WHAT IS REQUIRED
Render the rows below as a numbered list. Begin with the line containing "Where can the golden" and continue through the line containing "<point>312,38</point>", including both of those lines and omitting any blank lines.

___ THE DATA ___

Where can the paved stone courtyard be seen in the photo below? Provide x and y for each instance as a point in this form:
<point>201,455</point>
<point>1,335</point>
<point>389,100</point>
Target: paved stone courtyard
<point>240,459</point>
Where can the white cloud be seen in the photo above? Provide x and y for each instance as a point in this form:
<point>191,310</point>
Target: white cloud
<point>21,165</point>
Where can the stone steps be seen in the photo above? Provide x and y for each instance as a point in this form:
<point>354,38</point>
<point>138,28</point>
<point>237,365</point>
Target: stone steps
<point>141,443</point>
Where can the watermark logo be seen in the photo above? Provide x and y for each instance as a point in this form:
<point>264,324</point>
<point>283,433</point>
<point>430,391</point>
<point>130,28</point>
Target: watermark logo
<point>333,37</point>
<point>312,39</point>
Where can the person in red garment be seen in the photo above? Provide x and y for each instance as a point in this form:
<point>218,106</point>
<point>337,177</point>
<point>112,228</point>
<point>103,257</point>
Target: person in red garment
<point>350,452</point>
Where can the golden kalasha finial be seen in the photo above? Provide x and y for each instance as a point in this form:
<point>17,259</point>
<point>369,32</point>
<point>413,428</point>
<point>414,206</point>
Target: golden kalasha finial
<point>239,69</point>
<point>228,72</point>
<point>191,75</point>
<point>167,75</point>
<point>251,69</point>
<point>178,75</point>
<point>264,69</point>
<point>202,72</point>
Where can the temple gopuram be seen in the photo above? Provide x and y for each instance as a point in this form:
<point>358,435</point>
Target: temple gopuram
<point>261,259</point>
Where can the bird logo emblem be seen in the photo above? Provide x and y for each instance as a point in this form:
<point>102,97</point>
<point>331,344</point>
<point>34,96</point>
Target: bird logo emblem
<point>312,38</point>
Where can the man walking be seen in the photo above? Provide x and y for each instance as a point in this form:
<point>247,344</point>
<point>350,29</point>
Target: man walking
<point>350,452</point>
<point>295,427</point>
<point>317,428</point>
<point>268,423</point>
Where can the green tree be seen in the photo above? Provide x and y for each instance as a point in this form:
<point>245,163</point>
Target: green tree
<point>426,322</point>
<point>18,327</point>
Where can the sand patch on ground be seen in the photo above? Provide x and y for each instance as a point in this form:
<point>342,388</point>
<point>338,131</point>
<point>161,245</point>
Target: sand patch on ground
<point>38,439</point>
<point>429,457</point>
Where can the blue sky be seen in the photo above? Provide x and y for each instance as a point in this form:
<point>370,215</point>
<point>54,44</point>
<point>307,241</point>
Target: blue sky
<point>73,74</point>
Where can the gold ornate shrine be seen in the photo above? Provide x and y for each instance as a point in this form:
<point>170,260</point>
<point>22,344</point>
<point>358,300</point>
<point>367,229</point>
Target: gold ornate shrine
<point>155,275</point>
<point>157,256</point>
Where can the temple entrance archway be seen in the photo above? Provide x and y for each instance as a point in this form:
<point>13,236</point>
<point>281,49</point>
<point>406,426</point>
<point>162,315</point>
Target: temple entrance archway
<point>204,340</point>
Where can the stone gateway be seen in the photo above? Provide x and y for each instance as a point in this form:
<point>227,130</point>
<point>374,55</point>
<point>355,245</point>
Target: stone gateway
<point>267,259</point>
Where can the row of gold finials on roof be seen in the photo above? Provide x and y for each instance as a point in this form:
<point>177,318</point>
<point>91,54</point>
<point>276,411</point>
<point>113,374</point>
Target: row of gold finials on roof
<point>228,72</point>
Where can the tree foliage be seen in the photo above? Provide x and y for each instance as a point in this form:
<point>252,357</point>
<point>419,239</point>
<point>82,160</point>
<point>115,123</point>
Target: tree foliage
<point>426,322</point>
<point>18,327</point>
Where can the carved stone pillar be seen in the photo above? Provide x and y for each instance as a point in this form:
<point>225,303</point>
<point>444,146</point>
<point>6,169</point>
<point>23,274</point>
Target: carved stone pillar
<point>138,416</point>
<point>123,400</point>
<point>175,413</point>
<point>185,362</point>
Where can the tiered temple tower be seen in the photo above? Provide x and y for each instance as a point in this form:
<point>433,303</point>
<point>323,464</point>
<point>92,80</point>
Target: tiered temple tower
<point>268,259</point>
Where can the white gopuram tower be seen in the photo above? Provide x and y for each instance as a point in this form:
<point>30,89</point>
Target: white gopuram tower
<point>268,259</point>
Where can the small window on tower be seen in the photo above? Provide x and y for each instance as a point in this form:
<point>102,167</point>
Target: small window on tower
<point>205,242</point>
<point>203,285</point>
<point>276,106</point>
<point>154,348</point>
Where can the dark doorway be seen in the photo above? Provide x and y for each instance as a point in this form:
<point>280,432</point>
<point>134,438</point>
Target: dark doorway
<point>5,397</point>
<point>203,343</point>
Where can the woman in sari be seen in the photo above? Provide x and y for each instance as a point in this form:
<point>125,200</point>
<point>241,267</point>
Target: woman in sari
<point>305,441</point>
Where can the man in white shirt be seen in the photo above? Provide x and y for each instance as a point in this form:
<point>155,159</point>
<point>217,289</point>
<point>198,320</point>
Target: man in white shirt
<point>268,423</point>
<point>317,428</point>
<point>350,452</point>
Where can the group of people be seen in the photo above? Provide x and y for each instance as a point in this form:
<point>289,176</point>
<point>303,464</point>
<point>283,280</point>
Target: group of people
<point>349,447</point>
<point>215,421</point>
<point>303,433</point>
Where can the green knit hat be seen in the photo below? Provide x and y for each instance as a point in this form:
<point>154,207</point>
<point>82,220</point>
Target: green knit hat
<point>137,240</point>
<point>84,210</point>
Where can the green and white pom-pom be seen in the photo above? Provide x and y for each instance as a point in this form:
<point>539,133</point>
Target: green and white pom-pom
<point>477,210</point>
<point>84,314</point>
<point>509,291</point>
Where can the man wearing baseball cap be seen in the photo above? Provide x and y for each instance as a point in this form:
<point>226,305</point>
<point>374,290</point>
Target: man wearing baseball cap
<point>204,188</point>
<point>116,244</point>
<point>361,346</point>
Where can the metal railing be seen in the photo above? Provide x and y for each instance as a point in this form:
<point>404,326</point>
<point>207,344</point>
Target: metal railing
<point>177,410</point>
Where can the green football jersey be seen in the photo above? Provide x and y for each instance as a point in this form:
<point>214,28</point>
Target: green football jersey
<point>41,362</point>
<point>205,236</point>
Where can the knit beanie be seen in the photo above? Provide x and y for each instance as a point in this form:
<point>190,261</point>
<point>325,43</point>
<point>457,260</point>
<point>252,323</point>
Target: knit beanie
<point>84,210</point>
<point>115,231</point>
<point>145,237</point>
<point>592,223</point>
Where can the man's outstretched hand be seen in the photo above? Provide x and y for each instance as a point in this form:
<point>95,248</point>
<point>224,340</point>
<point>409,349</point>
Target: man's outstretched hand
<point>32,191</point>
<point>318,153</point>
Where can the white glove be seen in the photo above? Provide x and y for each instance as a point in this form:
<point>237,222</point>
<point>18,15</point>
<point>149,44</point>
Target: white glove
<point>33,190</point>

___

ANSWER TO THE PROBLEM
1. Where can the golden kalasha finial be seen in the photo above? Provide x and y for each instance as a point in this form:
2. <point>17,259</point>
3. <point>369,32</point>
4. <point>413,428</point>
5. <point>414,206</point>
6. Target: golden kalasha finial
7. <point>239,69</point>
8. <point>228,72</point>
9. <point>191,75</point>
10. <point>167,75</point>
11. <point>251,69</point>
12. <point>178,75</point>
13. <point>264,69</point>
14. <point>202,72</point>
15. Where can the temple gopuram be seen in the photo above? Provide x and y for each instance as a point in this form:
16. <point>358,435</point>
17. Target: temple gopuram
18. <point>261,259</point>
19. Where can the bird logo emblem be seen in the photo above? Provide x and y for each instance as a point in this form:
20. <point>102,97</point>
21. <point>331,344</point>
22. <point>34,96</point>
23. Target: bird logo emblem
24. <point>312,38</point>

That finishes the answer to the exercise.